* Consignes de l’exercice
1 > Indiquez par oui ou par non si chaque affirmation concorde avec le texte fourni, en citant mot pour mot le passage décisif : (a) l’équipe de Santarpia a trouvé des particules virales infectieuses ; (b) Kimberly Prather travaille à l’Université de Californie à San Diego ; (c) la note scientifique de l’OMS date du 27 mars.
2 > D’après le texte fourni, dans quelle université travaillent les chercheurs dirigés par Yuan Liu ?

L’ARN viral constaté par les chercheurs est apparu sur des surfaces difficiles à atteindre, ainsi que dans des échantillonneurs d’air à plus de 2 mètres des patients.
La présence de l’ARN indique que le virus peut se propager via les aérosols, ont conclu Santarpia et ses collègues, bien qu’ils n’aient pas trouvé de particules virales infectieuses.
Une autre prépublication citée par le panel NAS a fait part de ses inquiétudes quant au fait que l’équipement de protection individuelle (EPI) pourrait lui-même être une source de contamination par l’air. Dans ce travail, les chercheurs, dirigés par Yuan Liu à l’Université de Wuhan, en Chine, ont découvert que le nouveau coronavirus peut être remis en suspension dans l’air lorsque les agents de santé retirent leur EPI, nettoient les sols et traversent les zones infectées. « La présence d’ARN viral dans les gouttelettes d’air et les aérosols indique la possibilité de transmission virale via ces voies », a conclu le panel NAS.
« Je suis soulagée de voir que l’aérosolisation est acceptée. Cette voie aérienne supplémentaire permet d’expliquer pourquoi le virus se propage si rapidement », explique Kimberly Prather, chimiste des aérosols à l’Université de Californie à San Diego, aux États-Unis.
Les chercheurs du NAS ont également cité les travaux rapportés dans un article de Nancy Leung de l’Université de Hong Kong et ses collègues : ces derniers ont collecté des gouttelettes respiratoires ainsi que des aérosols provenant de patients atteints de maladies respiratoires causées par des virus. Les chercheurs ont détecté moins d’ARN de coronavirus à la fois dans les gouttelettes respiratoires et les aérosols chez les personnes portant un masque chirurgical.
« Nos résultats démontrent que les masques chirurgicaux peuvent empêcher la transmission des infections par le coronavirus humain et le virus de la grippe s’ils sont portés par des individus symptomatiques », concluent les chercheurs.
Mais tous les experts ne conviennent pas que les aérosols sont une voie de transmission du coronavirus. Une note scientifique datant du 27 mars de l’Organisation mondiale de la santé (OMS) indique que la transmission par aérosols « peut être possible dans des circonstances et des environnements spécifiques qui génèrent des aérosols », comme lorsque des patients gravement malades sont intubés.
Quant à des études comme celle de Santarpia, elles notent que « la détection d’ARN dans des échantillons environnementaux sur la base d’analyses basées sur la PCR n’est pas indicative d’un virus viable qui pourrait être transmissible ». Il faudra encore d’autres études avant de comprendre réellement comment survit et comment peut se propager ce virus. Par ailleurs, il est important de distinguer la persistance aéroportée du coronavirus et une transmission par l’air. En effet, à l’heure actuelle, il reste encore à déterminer quelle est la dose de particules aéroportées à partir de laquelle on peut être infecté.
Bien que les conclusions actuelles de la science sur le sujet ne permettent pas de tirer une conclusion certaine et irrévocable, au vu du contexte de pandémie, le principe de précaution pourrait être suffisant pour prendre en considération la possibilité d’une diffusion et d’une transmission aéroportée possible.
Les États-Unis, via les CDC, seraient sur le point de changer de position sur le sujet en recommandant le port du masque généralisé afin de limiter la propagation du virus. Ce qui est actuellement déjà une obligation dans plusieurs pays.

* Entrées du listing
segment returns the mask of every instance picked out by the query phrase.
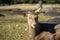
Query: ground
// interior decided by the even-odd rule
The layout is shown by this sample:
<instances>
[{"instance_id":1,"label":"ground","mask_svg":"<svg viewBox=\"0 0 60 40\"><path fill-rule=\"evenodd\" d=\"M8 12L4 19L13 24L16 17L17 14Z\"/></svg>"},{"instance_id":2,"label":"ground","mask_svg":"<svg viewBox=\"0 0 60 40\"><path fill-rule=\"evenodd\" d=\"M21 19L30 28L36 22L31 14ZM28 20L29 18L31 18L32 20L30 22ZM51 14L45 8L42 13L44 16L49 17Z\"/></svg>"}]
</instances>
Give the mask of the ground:
<instances>
[{"instance_id":1,"label":"ground","mask_svg":"<svg viewBox=\"0 0 60 40\"><path fill-rule=\"evenodd\" d=\"M21 15L10 15L12 11L2 11L5 17L0 17L0 40L28 40L27 17ZM54 19L54 17L39 15L40 21Z\"/></svg>"}]
</instances>

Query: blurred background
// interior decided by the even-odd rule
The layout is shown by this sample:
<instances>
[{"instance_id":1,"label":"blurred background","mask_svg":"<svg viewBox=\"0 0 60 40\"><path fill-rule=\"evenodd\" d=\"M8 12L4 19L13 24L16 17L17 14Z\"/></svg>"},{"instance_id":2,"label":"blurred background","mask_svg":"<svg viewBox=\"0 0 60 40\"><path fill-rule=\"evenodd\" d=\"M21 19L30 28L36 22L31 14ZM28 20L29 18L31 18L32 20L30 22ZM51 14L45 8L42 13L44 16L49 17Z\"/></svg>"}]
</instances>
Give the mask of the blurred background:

* Réponses attendues
1 >
(a) Non : « bien qu’ils n’aient pas trouvé de particules virales infectieuses »
(b) Oui : « chimiste des aérosols à l’Université de Californie à San Diego »
(c) Oui : « Une note scientifique datant du 27 mars de l’Organisation mondiale de la santé (OMS) »

2 > À l’Université de Wuhan, en Chine.